[Start INPUT FOR THIS TASK]
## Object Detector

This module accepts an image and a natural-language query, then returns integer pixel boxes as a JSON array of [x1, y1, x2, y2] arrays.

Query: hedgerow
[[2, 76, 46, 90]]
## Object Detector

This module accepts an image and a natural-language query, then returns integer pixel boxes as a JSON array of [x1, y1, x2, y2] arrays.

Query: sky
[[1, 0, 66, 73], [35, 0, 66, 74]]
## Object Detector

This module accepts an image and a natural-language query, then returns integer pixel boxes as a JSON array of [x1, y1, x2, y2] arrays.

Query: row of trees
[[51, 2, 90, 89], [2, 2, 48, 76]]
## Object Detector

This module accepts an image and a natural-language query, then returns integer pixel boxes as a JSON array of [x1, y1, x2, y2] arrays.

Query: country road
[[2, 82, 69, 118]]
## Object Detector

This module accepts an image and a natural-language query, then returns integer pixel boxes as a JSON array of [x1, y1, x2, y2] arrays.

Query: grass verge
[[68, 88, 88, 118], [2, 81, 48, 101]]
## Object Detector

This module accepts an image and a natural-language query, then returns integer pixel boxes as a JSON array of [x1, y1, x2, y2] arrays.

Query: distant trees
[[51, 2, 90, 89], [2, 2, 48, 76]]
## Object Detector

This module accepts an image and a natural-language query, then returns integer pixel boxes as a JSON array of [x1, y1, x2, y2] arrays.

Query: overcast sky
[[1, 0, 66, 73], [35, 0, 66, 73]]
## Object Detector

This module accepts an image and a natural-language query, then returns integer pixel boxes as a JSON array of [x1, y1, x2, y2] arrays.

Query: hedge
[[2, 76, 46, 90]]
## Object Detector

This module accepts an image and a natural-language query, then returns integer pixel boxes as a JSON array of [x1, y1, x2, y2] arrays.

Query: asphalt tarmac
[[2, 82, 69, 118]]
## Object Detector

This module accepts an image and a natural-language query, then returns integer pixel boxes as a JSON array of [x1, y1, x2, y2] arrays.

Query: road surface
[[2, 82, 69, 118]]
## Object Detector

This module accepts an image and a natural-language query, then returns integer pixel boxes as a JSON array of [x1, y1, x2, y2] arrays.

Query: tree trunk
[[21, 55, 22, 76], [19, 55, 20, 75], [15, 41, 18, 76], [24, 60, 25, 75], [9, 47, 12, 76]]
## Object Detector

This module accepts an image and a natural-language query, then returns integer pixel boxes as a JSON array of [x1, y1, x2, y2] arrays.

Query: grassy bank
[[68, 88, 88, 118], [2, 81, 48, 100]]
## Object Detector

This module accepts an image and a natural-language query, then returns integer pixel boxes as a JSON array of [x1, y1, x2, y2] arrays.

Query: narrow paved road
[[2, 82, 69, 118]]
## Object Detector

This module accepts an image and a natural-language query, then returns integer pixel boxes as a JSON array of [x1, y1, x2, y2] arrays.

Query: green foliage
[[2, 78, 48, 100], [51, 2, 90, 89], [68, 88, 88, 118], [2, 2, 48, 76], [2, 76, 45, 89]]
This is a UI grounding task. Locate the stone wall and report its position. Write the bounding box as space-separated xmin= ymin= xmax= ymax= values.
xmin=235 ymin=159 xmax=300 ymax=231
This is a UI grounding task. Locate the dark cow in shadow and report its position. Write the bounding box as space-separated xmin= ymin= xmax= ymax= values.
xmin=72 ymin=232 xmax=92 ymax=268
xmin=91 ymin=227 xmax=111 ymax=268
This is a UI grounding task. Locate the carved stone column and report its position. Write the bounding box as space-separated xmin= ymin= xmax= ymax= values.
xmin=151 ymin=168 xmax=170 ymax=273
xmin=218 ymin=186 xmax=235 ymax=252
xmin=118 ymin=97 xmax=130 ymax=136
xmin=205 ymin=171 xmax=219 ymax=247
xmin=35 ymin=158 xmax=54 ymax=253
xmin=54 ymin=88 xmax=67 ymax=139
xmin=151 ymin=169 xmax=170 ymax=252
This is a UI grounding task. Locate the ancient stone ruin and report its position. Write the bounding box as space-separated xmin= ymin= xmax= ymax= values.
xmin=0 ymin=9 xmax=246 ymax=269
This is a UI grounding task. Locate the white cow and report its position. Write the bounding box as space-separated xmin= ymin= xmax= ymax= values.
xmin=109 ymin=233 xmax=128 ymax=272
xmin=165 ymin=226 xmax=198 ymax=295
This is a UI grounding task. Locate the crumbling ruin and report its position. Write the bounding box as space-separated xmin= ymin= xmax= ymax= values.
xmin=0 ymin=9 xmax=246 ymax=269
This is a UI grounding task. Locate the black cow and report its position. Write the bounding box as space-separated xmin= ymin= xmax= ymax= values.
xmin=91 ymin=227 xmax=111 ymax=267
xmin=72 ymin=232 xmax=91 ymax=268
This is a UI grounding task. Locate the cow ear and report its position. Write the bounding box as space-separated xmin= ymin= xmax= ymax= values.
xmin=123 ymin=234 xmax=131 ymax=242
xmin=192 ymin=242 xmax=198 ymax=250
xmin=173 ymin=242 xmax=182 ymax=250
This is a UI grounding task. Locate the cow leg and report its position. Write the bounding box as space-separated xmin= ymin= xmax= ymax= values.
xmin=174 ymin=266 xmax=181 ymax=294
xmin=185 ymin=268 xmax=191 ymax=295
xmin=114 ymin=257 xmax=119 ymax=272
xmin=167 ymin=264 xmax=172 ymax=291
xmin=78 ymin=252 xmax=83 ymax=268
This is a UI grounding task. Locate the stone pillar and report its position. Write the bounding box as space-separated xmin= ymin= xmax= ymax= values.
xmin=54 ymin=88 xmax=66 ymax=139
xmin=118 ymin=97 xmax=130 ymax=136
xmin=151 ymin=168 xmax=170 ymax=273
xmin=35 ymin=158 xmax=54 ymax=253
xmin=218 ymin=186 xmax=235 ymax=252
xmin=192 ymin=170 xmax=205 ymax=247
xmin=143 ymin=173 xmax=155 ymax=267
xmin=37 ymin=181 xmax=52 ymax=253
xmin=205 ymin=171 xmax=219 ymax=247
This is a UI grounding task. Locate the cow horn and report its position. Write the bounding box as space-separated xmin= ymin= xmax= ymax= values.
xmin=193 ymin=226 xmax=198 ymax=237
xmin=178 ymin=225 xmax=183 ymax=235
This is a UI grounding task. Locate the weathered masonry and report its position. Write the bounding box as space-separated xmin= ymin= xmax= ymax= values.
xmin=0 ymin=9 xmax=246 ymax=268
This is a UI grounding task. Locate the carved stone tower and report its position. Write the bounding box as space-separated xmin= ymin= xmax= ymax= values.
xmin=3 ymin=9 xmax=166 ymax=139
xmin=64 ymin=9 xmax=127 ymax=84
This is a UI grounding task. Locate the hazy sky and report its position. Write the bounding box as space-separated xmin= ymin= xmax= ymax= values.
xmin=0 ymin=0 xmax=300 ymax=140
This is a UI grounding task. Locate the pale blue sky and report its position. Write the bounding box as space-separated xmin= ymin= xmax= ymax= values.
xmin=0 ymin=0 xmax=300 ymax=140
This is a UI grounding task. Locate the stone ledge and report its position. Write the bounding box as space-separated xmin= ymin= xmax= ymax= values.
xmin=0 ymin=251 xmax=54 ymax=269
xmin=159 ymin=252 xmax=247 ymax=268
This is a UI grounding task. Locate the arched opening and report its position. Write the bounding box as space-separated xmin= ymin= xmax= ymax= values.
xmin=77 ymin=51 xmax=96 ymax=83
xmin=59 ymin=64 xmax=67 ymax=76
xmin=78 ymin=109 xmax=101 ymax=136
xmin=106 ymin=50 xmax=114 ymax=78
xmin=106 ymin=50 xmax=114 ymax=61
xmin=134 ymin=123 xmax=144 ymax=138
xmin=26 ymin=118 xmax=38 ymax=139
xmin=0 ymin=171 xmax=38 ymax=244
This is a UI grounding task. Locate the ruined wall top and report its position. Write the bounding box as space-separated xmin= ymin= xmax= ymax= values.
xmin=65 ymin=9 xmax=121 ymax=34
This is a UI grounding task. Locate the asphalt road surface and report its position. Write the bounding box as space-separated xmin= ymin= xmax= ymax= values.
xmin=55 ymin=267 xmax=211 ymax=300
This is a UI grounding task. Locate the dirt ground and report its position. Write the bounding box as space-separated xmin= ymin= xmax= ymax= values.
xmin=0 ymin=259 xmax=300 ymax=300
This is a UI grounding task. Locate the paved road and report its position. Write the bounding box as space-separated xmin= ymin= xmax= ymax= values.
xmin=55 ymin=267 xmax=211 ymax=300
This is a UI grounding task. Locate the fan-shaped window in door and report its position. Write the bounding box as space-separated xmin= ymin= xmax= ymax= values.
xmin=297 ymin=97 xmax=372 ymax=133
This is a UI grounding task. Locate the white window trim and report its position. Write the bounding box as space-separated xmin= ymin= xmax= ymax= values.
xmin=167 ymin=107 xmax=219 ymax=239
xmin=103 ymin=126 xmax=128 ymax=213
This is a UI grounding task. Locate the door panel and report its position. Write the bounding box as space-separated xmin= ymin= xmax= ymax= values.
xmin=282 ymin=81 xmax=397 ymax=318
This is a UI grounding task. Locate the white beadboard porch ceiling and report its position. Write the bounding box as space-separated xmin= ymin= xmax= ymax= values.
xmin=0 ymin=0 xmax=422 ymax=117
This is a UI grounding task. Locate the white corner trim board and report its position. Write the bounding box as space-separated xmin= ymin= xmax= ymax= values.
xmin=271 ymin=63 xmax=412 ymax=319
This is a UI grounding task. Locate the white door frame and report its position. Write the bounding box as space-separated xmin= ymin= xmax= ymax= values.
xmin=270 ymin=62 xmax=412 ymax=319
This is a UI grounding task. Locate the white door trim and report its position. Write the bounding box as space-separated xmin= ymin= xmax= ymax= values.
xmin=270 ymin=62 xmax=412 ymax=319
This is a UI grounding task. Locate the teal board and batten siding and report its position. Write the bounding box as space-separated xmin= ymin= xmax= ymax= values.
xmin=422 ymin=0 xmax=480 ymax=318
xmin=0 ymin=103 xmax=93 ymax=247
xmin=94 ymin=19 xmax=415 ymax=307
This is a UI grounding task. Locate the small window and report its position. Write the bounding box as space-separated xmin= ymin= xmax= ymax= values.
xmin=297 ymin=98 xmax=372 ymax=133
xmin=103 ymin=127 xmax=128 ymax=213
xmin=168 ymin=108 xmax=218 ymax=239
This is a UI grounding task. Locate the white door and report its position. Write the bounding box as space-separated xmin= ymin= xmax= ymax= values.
[End INPUT FOR THIS TASK]
» REQUIREMENT
Copy the stretch from the line containing "This is a UI grounding task. Locate the carved stone column" through the line containing "xmin=173 ymin=242 xmax=182 ymax=250", putting "dark cow" in place of "black cow" and leaving everything else as it is.

» TASK OUTPUT
This is a UI grounding task. Locate the carved stone column and report its position. Write the bounding box as space-separated xmin= ymin= xmax= ymax= values.
xmin=151 ymin=168 xmax=170 ymax=273
xmin=218 ymin=186 xmax=235 ymax=252
xmin=118 ymin=97 xmax=130 ymax=136
xmin=205 ymin=171 xmax=219 ymax=247
xmin=35 ymin=158 xmax=54 ymax=253
xmin=54 ymin=88 xmax=67 ymax=139
xmin=151 ymin=169 xmax=170 ymax=252
This is a UI grounding task. Locate the ancient stone ruin and report its position. Write the bounding box as space-separated xmin= ymin= xmax= ymax= values.
xmin=0 ymin=9 xmax=246 ymax=269
This is a UI grounding task. Locate the white cow and report its position. Write the bounding box as space-separated xmin= ymin= xmax= ymax= values.
xmin=109 ymin=233 xmax=128 ymax=272
xmin=165 ymin=226 xmax=198 ymax=295
This is a UI grounding task. Locate the crumbling ruin and report its position. Write the bounding box as space-separated xmin= ymin= xmax= ymax= values.
xmin=0 ymin=9 xmax=246 ymax=269
This is a UI grounding task. Locate the dark cow and report its position. Write the bounding box as space-separated xmin= ymin= xmax= ymax= values.
xmin=91 ymin=227 xmax=111 ymax=267
xmin=72 ymin=232 xmax=91 ymax=268
This is a UI grounding task. Locate the cow ear and report its position. Write the bounding box as space-separated xmin= ymin= xmax= ymax= values.
xmin=123 ymin=234 xmax=131 ymax=242
xmin=192 ymin=242 xmax=198 ymax=250
xmin=173 ymin=242 xmax=182 ymax=250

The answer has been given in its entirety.